◆ **Dataset content**
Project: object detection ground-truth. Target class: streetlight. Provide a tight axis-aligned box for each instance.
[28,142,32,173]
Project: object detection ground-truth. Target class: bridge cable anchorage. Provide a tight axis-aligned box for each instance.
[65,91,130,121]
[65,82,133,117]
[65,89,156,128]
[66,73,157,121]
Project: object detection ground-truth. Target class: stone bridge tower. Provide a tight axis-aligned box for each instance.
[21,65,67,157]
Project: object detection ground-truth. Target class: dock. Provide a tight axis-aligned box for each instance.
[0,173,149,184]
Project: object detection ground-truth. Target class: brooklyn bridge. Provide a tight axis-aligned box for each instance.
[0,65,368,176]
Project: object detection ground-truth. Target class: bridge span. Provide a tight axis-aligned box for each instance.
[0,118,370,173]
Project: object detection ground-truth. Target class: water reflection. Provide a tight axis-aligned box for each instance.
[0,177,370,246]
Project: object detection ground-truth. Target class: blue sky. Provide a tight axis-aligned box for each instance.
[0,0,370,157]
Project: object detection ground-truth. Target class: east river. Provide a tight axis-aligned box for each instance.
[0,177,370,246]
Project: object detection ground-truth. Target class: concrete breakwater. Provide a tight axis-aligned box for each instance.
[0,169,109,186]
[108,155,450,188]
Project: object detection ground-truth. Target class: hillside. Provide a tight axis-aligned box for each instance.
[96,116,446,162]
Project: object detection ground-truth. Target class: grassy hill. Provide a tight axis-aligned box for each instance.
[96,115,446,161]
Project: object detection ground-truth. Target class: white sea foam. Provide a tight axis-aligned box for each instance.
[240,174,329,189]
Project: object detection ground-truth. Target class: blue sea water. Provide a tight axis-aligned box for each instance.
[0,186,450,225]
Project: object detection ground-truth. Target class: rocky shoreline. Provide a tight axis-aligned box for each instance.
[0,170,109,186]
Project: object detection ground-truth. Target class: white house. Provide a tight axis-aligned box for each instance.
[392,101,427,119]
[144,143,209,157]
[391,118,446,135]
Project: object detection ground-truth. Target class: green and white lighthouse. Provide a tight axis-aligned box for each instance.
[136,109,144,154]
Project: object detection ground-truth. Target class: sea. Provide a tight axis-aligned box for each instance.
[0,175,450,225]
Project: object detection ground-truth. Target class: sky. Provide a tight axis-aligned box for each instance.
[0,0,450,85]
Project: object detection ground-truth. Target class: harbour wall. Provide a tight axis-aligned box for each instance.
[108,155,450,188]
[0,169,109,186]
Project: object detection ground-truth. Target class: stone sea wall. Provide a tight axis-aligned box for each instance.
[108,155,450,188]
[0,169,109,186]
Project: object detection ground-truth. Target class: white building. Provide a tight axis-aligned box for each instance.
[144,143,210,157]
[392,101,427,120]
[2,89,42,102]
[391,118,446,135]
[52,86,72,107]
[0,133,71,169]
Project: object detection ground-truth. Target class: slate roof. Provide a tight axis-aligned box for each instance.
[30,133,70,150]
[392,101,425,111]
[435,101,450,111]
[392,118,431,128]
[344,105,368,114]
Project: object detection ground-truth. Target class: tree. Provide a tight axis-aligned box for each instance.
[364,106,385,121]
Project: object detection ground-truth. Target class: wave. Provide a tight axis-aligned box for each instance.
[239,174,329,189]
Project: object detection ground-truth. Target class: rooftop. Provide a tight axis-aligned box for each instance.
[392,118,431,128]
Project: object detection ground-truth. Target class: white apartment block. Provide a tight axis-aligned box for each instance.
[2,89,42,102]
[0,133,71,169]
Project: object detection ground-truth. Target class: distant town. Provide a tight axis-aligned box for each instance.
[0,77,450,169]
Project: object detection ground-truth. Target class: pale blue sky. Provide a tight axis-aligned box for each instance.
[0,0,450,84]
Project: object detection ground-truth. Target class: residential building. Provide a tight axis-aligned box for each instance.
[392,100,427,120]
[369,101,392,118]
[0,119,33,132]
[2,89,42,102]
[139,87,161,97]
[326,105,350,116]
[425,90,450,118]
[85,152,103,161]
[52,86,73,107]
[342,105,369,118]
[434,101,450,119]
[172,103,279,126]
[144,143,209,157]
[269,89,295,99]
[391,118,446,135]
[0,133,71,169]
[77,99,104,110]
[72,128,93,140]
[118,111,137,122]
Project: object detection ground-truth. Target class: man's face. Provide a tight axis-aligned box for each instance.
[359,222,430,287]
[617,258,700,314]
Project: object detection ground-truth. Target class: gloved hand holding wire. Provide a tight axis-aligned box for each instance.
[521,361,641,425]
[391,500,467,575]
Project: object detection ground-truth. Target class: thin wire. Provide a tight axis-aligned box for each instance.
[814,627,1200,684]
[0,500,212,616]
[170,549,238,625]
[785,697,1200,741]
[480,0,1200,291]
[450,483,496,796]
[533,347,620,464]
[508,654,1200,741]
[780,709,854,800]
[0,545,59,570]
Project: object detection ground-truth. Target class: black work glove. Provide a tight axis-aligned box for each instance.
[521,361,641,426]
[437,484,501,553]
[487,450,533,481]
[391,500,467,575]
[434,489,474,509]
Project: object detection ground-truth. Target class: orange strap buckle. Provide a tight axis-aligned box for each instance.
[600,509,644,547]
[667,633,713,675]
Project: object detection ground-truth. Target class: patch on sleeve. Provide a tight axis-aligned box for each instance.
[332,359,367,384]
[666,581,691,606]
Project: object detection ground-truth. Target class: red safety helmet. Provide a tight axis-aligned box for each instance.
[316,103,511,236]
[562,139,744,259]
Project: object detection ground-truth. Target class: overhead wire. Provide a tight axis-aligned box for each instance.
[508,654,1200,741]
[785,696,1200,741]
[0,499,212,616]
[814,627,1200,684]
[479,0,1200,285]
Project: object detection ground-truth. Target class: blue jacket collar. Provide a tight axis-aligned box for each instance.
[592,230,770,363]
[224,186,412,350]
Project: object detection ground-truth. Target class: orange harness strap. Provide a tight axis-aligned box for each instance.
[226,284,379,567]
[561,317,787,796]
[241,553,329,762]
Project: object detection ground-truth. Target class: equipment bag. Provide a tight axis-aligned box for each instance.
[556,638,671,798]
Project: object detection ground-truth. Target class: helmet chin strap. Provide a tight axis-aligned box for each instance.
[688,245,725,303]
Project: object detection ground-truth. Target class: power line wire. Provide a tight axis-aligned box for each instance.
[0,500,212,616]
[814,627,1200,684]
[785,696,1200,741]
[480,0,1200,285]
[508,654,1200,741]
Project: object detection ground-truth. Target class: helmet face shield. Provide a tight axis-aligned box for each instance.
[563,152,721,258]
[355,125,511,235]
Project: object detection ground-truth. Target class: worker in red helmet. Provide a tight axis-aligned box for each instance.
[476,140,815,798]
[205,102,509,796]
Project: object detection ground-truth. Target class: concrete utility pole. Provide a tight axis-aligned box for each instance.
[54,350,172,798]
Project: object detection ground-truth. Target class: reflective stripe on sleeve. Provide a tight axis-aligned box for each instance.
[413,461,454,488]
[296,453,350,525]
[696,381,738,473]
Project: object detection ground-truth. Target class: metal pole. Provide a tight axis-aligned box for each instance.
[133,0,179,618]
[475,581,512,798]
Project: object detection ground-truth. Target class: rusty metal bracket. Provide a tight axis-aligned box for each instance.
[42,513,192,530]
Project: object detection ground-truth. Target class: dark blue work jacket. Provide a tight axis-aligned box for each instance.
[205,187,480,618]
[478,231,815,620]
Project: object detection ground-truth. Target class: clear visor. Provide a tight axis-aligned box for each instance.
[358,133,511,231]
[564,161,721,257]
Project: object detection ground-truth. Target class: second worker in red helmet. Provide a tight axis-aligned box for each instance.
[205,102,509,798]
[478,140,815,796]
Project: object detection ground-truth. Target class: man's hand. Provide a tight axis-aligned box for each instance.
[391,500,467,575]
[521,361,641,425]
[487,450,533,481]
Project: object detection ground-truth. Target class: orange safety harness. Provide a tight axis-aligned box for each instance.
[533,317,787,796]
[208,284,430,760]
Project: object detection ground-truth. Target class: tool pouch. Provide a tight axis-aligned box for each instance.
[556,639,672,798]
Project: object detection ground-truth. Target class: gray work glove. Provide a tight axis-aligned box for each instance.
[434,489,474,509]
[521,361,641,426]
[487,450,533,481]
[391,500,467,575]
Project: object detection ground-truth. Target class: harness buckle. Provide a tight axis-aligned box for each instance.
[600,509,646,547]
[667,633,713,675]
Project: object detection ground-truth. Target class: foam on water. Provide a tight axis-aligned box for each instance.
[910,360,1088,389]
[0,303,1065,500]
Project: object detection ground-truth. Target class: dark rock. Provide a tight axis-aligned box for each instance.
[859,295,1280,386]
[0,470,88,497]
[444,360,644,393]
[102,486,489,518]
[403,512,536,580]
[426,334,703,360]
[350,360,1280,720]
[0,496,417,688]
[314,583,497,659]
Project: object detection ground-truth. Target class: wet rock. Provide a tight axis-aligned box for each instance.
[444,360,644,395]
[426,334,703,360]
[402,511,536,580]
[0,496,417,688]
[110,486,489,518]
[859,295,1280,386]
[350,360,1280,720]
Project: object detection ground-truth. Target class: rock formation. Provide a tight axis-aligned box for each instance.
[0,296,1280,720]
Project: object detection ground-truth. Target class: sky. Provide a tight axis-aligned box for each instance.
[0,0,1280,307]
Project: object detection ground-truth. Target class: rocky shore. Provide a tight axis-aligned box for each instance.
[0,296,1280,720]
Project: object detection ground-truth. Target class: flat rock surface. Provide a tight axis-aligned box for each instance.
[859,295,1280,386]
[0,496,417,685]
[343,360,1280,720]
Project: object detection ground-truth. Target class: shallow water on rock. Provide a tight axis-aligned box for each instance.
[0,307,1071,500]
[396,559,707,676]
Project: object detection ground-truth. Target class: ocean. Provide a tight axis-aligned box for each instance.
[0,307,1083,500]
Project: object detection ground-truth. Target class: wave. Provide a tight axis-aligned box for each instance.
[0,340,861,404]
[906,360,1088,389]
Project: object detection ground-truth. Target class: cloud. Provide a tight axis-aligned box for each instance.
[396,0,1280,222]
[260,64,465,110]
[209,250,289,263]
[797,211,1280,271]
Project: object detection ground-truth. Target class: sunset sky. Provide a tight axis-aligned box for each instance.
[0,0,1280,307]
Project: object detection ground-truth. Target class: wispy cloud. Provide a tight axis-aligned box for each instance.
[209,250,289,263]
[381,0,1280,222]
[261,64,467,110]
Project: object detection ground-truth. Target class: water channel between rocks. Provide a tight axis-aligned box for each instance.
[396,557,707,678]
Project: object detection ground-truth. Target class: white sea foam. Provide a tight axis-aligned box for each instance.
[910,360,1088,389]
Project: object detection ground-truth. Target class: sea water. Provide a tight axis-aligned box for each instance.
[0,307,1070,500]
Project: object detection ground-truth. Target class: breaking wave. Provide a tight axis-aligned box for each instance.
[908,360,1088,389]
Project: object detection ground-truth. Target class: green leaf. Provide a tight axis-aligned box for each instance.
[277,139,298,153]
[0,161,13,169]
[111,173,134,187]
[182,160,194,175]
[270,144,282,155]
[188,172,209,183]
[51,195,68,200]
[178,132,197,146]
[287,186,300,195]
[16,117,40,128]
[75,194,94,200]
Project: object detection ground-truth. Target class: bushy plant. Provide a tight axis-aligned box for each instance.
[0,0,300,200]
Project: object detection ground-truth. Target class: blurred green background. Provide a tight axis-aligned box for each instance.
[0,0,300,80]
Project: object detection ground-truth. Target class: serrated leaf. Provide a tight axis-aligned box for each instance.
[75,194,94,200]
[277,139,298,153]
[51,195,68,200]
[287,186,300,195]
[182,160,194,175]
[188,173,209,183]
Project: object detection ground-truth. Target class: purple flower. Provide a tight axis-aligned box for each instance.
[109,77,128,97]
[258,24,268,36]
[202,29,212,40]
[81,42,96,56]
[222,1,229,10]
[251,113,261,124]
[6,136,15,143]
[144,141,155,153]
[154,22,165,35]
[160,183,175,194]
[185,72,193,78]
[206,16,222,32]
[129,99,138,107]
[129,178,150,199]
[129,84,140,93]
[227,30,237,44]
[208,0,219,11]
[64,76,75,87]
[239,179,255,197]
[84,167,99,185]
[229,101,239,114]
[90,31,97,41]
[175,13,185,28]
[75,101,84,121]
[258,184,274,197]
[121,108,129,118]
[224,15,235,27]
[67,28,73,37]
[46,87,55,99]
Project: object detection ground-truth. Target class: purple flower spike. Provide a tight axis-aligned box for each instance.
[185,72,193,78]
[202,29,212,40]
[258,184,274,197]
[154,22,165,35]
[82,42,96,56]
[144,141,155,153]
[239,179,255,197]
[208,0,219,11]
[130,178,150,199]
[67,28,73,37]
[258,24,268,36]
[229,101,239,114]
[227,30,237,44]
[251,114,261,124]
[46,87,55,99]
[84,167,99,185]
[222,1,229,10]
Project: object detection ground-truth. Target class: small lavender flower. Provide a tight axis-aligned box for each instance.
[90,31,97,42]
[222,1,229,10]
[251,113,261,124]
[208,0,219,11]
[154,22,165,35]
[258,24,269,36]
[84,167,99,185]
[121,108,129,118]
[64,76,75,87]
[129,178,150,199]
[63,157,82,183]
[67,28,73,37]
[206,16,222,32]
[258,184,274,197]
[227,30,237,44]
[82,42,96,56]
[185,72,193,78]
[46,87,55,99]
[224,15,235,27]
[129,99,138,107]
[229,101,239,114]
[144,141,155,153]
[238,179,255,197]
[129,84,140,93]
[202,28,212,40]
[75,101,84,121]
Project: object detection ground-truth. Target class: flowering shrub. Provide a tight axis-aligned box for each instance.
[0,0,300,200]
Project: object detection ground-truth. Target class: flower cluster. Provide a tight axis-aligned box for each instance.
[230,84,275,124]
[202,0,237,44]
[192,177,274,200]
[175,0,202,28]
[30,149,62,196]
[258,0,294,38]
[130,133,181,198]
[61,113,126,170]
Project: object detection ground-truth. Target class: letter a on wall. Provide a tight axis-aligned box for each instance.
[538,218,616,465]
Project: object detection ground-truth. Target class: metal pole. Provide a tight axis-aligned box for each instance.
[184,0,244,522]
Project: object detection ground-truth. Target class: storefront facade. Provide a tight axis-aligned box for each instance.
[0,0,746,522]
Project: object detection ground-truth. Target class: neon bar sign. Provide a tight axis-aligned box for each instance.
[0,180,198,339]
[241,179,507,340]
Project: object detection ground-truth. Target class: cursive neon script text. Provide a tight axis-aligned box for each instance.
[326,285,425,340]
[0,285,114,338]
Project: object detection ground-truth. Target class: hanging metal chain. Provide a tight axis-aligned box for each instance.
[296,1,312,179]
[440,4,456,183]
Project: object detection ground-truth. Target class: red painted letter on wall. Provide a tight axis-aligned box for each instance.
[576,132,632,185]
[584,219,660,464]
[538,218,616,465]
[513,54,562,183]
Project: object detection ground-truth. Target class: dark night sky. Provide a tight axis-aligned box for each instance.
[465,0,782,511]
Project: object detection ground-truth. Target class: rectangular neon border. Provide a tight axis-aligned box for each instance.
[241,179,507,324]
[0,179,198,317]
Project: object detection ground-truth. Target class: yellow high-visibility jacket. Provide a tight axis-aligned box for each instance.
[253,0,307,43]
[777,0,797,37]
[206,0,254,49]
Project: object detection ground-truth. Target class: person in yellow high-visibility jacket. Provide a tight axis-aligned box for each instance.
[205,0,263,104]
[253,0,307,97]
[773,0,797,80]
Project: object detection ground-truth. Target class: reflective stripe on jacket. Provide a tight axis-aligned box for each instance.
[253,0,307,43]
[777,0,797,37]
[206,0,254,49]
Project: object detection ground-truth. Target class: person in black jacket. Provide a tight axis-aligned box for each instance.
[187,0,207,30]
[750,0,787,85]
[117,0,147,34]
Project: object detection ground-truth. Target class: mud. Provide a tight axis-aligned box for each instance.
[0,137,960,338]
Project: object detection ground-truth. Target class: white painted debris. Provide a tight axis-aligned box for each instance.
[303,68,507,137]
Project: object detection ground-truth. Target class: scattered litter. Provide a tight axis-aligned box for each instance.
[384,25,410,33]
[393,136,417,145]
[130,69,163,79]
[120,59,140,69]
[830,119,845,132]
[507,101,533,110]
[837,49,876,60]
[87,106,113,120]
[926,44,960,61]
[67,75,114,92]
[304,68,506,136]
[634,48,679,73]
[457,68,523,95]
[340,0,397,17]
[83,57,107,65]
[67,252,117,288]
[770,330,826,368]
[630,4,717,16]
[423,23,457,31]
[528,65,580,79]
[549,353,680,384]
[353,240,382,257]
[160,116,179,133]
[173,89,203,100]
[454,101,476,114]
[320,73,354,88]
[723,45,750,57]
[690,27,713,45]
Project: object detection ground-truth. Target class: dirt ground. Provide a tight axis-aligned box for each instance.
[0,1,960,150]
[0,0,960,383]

◆ **Direction**
Print the rows above exactly as they appear, everything from the line containing "person in yellow" down to the line containing "[0,137,960,338]", with both of those lines included.

◆ **Solution for this problem**
Project: object detection ground-truth. Target class: person in yellow high-visibility jacket. Provide a tight axis-aligned box for each instance.
[205,0,263,104]
[253,0,307,97]
[773,0,797,80]
Project: object detection ground-truth. Target class: reflective stripe on jacket. Provide a tight axis-aligned box for each instance.
[253,0,307,43]
[777,0,797,37]
[206,0,254,49]
Project: object detection ground-truth. Target class: person in black jacket. Provide a tight axis-aligned box for each instance.
[187,0,207,30]
[750,0,787,85]
[117,0,147,34]
Project: object detection ground-truth. Target class: mud. Provide a tight axis-aligned box for each instance.
[0,137,960,338]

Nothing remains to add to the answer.